--- Begin DATA SHOWN ---
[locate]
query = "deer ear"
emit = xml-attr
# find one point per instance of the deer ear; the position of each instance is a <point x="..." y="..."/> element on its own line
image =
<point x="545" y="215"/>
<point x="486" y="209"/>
--- End DATA SHOWN ---
▸ WHAT YOU ARE ASKED TO DO
Replace "deer ear" with "rabbit ear" throughout the items above and reproduce all the lines, leaving everything else unchanged.

▸ ANSWER TO THIS EXERCISE
[locate]
query = "rabbit ear"
emit = xml-attr
# find one point per instance of the rabbit ear; the position of each instance is a <point x="..." y="..."/> element on its own line
image =
<point x="545" y="215"/>
<point x="486" y="209"/>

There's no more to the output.